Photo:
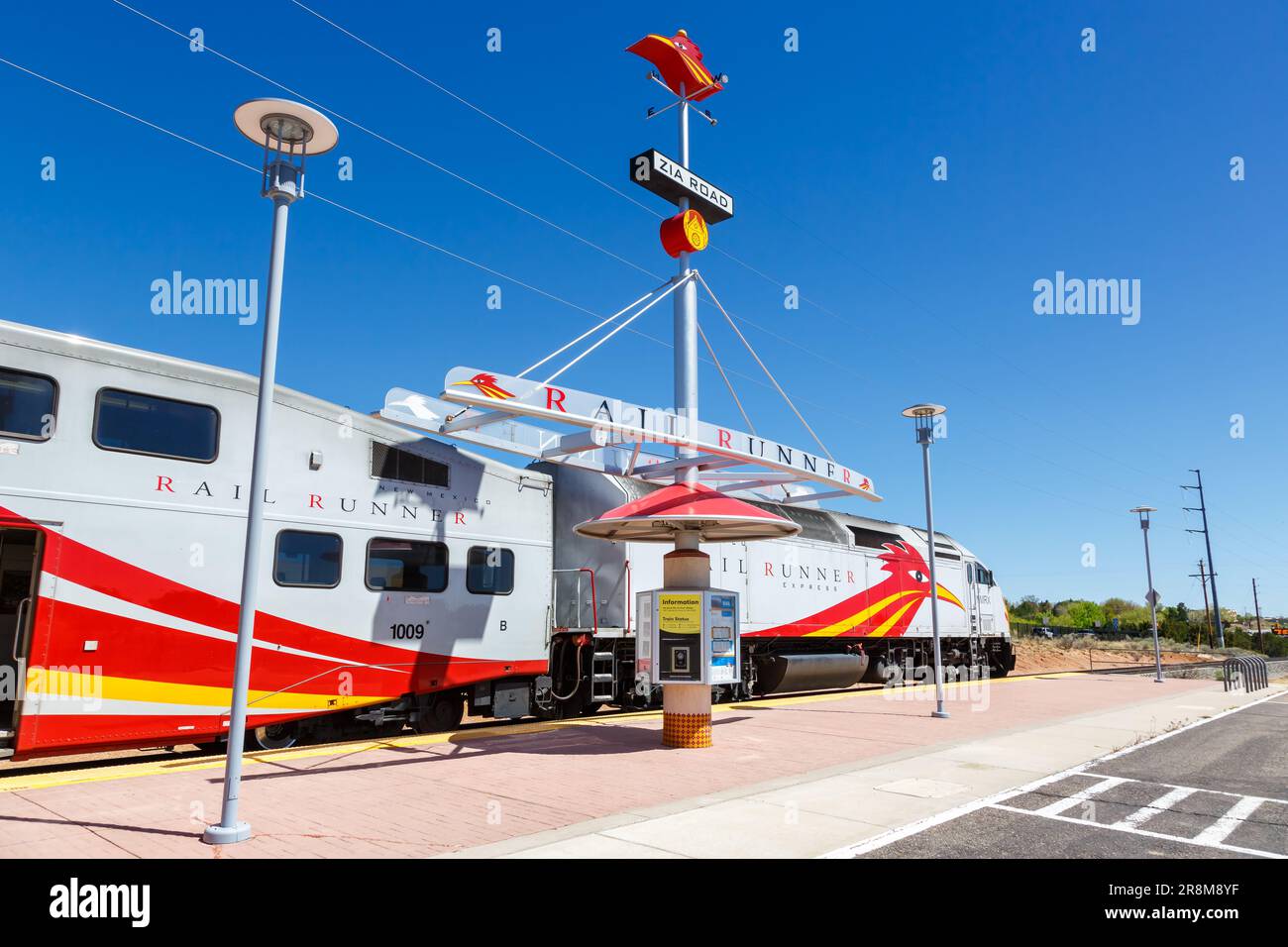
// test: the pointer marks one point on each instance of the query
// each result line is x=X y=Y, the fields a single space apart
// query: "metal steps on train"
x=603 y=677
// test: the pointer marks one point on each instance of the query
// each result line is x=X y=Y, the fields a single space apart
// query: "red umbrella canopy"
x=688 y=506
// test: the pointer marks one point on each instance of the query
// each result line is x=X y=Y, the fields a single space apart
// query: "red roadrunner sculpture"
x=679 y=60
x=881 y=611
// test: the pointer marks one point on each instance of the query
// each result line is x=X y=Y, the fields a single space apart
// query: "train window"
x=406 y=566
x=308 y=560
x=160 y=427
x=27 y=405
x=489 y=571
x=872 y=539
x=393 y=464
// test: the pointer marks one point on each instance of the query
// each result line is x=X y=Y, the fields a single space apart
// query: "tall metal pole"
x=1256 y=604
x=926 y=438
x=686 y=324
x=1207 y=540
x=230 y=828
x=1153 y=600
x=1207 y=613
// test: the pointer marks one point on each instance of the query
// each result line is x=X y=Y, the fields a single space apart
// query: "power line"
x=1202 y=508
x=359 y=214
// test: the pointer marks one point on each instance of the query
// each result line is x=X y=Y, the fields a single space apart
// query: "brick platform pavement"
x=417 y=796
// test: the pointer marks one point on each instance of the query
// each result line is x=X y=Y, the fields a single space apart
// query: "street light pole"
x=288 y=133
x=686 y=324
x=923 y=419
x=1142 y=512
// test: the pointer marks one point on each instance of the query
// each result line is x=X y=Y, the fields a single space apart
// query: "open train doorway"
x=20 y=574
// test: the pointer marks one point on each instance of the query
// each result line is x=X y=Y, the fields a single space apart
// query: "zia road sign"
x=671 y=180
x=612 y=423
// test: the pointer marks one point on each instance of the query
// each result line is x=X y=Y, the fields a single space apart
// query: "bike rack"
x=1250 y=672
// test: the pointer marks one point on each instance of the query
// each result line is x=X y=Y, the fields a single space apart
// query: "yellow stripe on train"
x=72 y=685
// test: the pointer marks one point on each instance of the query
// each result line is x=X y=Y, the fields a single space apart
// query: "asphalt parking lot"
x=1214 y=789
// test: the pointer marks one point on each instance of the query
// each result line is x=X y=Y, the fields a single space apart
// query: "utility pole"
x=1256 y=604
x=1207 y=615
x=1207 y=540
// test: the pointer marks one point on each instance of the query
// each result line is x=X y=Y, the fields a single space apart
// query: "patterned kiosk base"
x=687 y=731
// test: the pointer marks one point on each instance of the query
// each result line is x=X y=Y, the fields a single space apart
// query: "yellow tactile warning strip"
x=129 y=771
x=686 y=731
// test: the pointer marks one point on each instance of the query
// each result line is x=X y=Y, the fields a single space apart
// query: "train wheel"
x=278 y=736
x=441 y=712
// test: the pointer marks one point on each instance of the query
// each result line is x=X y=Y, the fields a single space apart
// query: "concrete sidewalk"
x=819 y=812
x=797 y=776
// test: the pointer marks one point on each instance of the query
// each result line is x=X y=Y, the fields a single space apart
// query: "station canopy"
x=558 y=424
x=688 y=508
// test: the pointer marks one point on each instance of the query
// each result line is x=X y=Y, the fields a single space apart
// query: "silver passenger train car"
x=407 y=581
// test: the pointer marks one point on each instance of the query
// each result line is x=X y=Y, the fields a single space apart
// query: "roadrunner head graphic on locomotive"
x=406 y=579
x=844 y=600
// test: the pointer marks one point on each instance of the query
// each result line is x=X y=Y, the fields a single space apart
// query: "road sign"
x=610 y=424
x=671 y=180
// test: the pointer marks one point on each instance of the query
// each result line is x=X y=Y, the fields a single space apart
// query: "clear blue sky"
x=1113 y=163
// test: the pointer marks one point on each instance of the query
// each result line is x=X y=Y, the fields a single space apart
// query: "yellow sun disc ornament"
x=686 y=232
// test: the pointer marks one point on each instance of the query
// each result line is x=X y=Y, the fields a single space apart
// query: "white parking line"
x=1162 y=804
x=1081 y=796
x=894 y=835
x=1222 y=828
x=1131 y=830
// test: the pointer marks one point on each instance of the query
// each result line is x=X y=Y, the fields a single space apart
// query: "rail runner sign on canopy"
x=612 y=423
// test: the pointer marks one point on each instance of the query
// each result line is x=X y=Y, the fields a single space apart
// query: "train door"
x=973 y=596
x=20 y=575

-- -- --

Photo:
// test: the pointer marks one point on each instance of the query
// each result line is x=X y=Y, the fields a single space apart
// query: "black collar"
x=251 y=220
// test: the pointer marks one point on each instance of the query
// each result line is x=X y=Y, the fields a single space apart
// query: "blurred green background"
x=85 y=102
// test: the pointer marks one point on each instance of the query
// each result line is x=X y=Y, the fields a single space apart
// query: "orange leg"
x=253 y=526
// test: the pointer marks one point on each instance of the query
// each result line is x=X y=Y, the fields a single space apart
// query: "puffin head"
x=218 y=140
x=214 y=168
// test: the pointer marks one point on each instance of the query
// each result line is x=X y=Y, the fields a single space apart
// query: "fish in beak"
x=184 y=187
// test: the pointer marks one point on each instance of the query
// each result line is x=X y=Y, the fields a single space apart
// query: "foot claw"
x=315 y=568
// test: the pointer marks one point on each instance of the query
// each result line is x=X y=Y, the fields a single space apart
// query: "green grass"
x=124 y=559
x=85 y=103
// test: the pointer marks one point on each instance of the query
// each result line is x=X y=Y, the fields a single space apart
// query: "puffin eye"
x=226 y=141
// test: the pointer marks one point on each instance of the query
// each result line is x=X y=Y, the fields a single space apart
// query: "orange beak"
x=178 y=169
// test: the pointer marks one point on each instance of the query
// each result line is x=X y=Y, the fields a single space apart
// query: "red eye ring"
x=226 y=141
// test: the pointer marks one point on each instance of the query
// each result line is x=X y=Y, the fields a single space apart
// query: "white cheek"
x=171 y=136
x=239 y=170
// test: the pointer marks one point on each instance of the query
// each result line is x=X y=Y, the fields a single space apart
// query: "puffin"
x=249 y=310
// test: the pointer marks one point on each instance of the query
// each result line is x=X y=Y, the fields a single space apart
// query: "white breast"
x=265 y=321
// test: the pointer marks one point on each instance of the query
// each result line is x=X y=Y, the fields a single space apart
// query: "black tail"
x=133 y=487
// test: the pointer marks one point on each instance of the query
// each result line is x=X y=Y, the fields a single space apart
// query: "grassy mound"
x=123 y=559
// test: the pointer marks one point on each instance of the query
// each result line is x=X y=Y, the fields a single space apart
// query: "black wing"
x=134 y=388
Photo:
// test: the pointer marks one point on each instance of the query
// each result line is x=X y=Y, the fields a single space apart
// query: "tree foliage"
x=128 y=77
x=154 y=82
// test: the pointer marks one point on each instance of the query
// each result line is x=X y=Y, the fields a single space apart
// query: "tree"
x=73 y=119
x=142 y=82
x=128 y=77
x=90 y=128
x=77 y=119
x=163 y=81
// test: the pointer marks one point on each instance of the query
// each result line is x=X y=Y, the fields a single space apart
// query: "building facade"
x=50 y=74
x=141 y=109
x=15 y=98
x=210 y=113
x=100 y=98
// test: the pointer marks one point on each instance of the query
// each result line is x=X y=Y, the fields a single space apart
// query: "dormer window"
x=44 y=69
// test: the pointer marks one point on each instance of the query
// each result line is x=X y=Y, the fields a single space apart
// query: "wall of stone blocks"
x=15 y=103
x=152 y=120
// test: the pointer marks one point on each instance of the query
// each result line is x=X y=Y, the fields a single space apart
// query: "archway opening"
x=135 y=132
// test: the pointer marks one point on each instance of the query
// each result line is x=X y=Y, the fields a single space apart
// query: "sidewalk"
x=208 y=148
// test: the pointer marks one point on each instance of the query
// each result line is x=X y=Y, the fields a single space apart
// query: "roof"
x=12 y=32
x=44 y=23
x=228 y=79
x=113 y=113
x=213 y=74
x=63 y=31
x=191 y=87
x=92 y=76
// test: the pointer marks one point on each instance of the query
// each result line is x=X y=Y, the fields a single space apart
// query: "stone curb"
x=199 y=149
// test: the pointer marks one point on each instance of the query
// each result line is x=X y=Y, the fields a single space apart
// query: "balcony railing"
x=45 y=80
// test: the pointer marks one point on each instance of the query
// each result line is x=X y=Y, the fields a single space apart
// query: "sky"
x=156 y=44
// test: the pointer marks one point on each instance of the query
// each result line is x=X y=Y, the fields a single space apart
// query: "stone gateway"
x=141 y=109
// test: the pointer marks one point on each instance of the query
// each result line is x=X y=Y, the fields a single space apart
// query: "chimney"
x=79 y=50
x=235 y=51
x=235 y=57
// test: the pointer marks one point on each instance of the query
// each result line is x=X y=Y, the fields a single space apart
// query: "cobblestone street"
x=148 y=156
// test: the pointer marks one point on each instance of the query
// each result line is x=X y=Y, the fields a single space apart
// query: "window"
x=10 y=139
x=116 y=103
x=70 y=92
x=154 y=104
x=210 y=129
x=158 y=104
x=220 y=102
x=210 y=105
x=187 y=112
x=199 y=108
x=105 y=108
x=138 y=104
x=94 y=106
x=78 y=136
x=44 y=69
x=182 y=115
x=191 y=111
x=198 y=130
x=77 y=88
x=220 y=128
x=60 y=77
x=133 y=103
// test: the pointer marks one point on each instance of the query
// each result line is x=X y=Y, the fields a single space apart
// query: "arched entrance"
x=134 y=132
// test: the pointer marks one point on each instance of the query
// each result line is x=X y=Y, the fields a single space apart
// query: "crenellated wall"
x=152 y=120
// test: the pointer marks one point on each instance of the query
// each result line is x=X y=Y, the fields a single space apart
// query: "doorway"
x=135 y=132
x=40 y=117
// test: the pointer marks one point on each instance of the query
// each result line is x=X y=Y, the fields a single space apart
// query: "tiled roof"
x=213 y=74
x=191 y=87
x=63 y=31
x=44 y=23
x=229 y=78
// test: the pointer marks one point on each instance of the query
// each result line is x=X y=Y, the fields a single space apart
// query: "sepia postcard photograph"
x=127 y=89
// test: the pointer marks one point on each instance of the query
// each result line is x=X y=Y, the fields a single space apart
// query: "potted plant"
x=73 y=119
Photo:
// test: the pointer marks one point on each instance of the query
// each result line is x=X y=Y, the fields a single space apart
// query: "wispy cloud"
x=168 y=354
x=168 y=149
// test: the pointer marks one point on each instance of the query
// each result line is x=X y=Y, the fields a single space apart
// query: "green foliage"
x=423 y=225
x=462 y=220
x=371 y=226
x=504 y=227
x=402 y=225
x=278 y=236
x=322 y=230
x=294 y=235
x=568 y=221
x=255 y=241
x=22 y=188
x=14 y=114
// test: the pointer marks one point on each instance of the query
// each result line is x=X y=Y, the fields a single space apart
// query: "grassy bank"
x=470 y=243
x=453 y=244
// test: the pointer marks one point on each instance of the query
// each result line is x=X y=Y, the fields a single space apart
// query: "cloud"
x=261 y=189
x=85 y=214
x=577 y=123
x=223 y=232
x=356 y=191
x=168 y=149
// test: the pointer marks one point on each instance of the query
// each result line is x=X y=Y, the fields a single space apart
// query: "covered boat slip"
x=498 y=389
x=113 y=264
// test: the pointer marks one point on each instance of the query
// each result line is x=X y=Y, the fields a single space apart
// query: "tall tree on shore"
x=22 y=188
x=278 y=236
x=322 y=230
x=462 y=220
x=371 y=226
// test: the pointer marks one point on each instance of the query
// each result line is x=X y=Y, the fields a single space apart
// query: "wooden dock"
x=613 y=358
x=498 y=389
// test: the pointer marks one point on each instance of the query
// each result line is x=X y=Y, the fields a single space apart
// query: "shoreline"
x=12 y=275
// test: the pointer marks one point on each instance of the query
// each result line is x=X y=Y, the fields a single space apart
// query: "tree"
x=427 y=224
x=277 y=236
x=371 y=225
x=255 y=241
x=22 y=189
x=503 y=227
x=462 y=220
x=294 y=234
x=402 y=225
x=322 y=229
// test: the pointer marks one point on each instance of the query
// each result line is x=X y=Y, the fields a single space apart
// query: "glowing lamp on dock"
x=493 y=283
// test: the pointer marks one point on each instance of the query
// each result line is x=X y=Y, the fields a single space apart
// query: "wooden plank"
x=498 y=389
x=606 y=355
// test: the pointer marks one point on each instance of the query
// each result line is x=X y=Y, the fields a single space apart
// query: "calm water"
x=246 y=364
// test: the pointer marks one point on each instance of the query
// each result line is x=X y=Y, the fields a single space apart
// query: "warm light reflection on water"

-- -- --

*AIM OF THE TASK:*
Locate every line in the material that contains the word "yellow" with matching case, and copy each of those lines.

*TASK SOLUTION:*
// query: "yellow stripe on train"
// query: "yellow tactile warning strip"
// query: "yellow sun disc ornament"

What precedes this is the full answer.